Stored data entries
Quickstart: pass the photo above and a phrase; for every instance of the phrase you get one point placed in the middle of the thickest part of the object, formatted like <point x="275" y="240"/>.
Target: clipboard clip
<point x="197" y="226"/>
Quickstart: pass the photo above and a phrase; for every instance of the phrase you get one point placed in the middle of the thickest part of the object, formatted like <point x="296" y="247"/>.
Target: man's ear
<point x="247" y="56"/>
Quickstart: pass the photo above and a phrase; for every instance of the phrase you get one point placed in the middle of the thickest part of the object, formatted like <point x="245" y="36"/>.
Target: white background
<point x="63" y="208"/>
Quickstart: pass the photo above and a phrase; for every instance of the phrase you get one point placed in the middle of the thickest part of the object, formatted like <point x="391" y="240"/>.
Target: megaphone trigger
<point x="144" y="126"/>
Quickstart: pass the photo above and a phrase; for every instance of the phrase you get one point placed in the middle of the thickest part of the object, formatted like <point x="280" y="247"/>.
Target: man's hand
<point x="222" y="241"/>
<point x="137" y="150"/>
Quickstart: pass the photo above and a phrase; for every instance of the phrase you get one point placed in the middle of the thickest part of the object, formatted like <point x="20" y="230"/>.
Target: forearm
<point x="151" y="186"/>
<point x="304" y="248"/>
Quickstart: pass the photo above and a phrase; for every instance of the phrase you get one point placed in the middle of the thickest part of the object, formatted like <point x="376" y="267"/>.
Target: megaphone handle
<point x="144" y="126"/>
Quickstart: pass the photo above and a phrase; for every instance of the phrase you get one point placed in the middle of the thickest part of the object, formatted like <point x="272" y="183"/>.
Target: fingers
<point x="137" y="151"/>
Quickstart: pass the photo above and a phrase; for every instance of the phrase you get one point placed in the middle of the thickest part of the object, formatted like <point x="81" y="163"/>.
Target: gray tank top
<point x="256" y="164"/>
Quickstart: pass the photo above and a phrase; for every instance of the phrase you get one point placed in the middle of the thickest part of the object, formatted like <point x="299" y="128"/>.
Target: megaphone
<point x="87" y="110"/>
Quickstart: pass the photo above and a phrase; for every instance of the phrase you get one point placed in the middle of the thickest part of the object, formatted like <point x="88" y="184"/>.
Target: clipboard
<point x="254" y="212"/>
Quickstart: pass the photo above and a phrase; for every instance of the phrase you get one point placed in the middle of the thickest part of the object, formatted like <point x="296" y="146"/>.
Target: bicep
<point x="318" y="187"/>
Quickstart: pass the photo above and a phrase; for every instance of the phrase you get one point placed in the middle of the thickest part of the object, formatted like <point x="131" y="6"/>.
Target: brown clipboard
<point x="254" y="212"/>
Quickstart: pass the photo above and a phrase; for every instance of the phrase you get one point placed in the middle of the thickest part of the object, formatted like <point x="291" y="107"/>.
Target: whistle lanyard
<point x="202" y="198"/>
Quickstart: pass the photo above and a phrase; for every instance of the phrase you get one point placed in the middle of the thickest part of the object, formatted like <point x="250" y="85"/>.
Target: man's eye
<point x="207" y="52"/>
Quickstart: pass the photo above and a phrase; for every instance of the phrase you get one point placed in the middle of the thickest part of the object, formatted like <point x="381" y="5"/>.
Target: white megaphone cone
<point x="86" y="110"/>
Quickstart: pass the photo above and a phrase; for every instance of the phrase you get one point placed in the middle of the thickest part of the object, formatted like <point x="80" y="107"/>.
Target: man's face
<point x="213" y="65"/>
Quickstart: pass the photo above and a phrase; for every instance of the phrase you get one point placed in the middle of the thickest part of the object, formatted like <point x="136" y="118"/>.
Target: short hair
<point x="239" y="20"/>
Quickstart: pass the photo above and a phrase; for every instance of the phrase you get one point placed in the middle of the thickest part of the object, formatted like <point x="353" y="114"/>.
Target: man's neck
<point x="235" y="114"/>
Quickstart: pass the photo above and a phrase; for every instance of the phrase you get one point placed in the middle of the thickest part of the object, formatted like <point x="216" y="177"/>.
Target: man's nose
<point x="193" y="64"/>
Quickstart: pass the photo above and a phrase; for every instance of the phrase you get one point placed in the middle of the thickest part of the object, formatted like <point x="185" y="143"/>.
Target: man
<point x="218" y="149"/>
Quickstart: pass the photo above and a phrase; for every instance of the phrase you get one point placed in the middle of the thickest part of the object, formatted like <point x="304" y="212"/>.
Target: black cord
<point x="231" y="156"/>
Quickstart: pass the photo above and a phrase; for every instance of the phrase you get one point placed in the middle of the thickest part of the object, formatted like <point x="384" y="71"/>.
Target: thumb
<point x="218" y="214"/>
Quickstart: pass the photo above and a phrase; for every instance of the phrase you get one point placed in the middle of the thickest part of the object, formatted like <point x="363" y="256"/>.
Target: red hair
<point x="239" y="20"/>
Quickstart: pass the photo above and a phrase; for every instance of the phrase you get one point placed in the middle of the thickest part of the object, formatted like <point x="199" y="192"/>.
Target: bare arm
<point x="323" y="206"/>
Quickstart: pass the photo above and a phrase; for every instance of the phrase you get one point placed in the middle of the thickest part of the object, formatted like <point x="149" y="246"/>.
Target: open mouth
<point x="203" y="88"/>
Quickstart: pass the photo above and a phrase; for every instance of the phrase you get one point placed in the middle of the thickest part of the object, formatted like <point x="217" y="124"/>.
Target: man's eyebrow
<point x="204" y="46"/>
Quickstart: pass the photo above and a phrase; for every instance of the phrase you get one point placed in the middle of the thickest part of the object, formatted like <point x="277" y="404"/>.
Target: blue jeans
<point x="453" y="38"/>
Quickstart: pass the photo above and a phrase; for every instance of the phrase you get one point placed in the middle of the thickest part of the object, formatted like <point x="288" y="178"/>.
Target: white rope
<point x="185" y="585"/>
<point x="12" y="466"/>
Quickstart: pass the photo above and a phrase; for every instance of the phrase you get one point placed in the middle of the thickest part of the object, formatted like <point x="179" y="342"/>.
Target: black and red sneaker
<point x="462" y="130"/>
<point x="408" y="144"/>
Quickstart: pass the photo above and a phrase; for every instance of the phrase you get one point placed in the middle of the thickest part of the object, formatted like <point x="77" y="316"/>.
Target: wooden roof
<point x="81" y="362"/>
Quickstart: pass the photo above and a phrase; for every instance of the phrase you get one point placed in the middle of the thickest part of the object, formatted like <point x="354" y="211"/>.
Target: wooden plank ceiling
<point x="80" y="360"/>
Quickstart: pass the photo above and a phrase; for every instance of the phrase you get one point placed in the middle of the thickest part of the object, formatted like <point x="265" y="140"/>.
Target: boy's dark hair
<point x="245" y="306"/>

• TASK REQUIREMENTS: Copy the data. Make sure every line matches exactly.

• EXERCISE ANSWER:
Quickstart: pass the photo above and a phrase; for every instance of the phrase you get one point placed in the middle of the thickest part of the object, formatted like <point x="275" y="240"/>.
Target: clipboard clip
<point x="197" y="226"/>
Quickstart: pass the photo above and a phrase; for every instance of the phrase you get one point placed in the middle of the thickest part of the object, formatted like <point x="296" y="247"/>.
Target: man's ear
<point x="247" y="56"/>
Quickstart: pass the photo above and a phrase; for every instance of the phrase you get one point placed in the middle of the thickest part of the object, formatted like <point x="245" y="36"/>.
Target: white background
<point x="63" y="208"/>
Quickstart: pass the photo above and a phrase; for every instance of the phrase you get one point placed in the middle of the thickest part of the object, formatted like <point x="391" y="240"/>.
Target: megaphone trigger
<point x="144" y="126"/>
Quickstart: pass the photo above and a phrase; for every instance of the phrase you get one point placed in the middle of the thickest part of the object, formatted like <point x="280" y="247"/>.
Target: man's hand
<point x="222" y="241"/>
<point x="137" y="150"/>
Quickstart: pass the photo above and a phrase; for every instance of the phrase you get one point placed in the middle of the thickest part of the object, formatted like <point x="20" y="230"/>.
Target: forearm
<point x="151" y="186"/>
<point x="304" y="248"/>
Quickstart: pass the photo above and a phrase; for every instance of the phrase you get one point placed in the middle of the thickest part of the object, formatted like <point x="376" y="267"/>.
Target: megaphone handle
<point x="144" y="126"/>
Quickstart: pass the photo above and a phrase; for every instance of the phrase you get one point placed in the middle of the thickest part of the object, formatted like <point x="272" y="183"/>.
Target: fingers
<point x="137" y="151"/>
Quickstart: pass the photo above and a phrase; for every instance of the phrase you get one point placed in the middle of the thickest part of the object, formatted like <point x="81" y="163"/>.
Target: gray tank top
<point x="256" y="164"/>
Quickstart: pass the photo above and a phrase; for every instance of the phrase you get one point placed in the middle of the thickest part of the object, formatted like <point x="299" y="128"/>.
Target: megaphone
<point x="87" y="110"/>
Quickstart: pass the photo above and a phrase; for every instance of the phrase you get one point placed in the middle of the thickest part of the object, formatted like <point x="88" y="184"/>.
Target: clipboard
<point x="254" y="212"/>
Quickstart: pass the photo above and a phrase; for every instance of the phrase you get one point placed in the middle of the thickest part of the object, formatted like <point x="296" y="146"/>.
Target: bicep
<point x="318" y="187"/>
Quickstart: pass the photo above and a phrase; for every instance of the phrase you get one point placed in the middle of the thickest part of the object, formatted like <point x="131" y="6"/>.
Target: brown clipboard
<point x="254" y="212"/>
Quickstart: pass the photo above and a phrase; for every instance of the phrase you get one point placed in the middle of the thickest part of the object, formatted like <point x="291" y="107"/>.
Target: whistle lanyard
<point x="202" y="198"/>
Quickstart: pass the photo above and a phrase; for every instance of the phrase you get one point placed in the middle of the thickest part of the object, formatted like <point x="250" y="85"/>.
Target: man's eye
<point x="207" y="52"/>
Quickstart: pass the photo above and a phrase; for every instance of the phrase you get one point placed in the middle of the thickest part of the object, formatted like <point x="381" y="5"/>.
Target: white megaphone cone
<point x="86" y="110"/>
Quickstart: pass the photo above and a phrase; for every instance of the phrase you get one point placed in the middle of the thickest part of the object, formatted like <point x="80" y="107"/>.
Target: man's face
<point x="213" y="65"/>
Quickstart: pass the photo above and a phrase; for every instance of the phrase you get one point placed in the middle of the thickest part of the object, formatted like <point x="136" y="118"/>.
Target: short hair
<point x="239" y="20"/>
Quickstart: pass the photo above and a phrase; for every instance of the phrase you get one point placed in the middle of the thickest part of the object, formatted like <point x="353" y="114"/>.
Target: man's neck
<point x="235" y="114"/>
Quickstart: pass the photo above and a phrase; for every instance of the phrase you get one point placed in the middle of the thickest part of the object, formatted like <point x="216" y="177"/>.
Target: man's nose
<point x="193" y="64"/>
Quickstart: pass the photo above and a phrase; for every instance of the phrase you get one point placed in the middle of the thickest part of the object, formatted like <point x="185" y="143"/>.
Target: man
<point x="218" y="149"/>
Quickstart: pass the photo above and a phrase; for every instance of the phrase you get one point placed in the middle of the thickest part of the object, formatted like <point x="304" y="212"/>.
Target: black cord
<point x="231" y="156"/>
Quickstart: pass the photo above and a phrase; for every instance of the phrase you get one point placed in the middle of the thickest part of the object, formatted like <point x="384" y="71"/>.
Target: thumb
<point x="218" y="214"/>
Quickstart: pass the photo above and a phrase; for every instance of the phrase you get one point placed in the middle of the thickest part of the object, formatted like <point x="363" y="256"/>.
Target: red hair
<point x="239" y="20"/>
Quickstart: pass the photo above and a phrase; for every instance of the phrase you get one point placed in the middle of the thickest part of the object, formatted like <point x="199" y="192"/>.
Target: bare arm
<point x="323" y="206"/>
Quickstart: pass the photo above and a phrase; for every instance of the phrase you get one point placed in the middle of the thickest part of the object, formatted like <point x="149" y="246"/>.
Target: open mouth
<point x="203" y="88"/>
Quickstart: pass the photo above and a phrase; for every instance of the phrase you get one point placed in the middle of the thickest part of the object, formatted like <point x="217" y="124"/>.
Target: man's eyebrow
<point x="204" y="46"/>
Quickstart: pass the photo above and a phrase; for every instance of the phrase you get one point placed in the middle of the thickest part of the object, formatted like <point x="277" y="404"/>.
Target: blue jeans
<point x="453" y="38"/>
Quickstart: pass the photo above and a phrase; for every instance of the phrase you get one point placed in the middle of the thickest part of the object, formatted like <point x="288" y="178"/>.
Target: white rope
<point x="185" y="585"/>
<point x="12" y="466"/>
Quickstart: pass the photo above and a phrase; for every instance of the phrase you get one point placed in the middle of the thickest part of the object, formatted like <point x="179" y="342"/>.
Target: black and red sneaker
<point x="462" y="130"/>
<point x="408" y="144"/>
Quickstart: pass the photo above and a phrase; for every instance of the phrase you get one point placed in the middle of the thickest part of the object, formatted like <point x="77" y="316"/>.
Target: wooden roof
<point x="81" y="362"/>
Quickstart: pass the photo above and a phrase; for every instance of the phrase you get one point placed in the middle of the thickest part of the object, formatted like <point x="354" y="211"/>.
Target: wooden plank ceiling
<point x="80" y="360"/>
Quickstart: pass the photo above and a phrase; for every instance of the phrase you get one point placed in the middle of the thickest part of the object, formatted like <point x="265" y="140"/>.
Target: boy's dark hair
<point x="245" y="306"/>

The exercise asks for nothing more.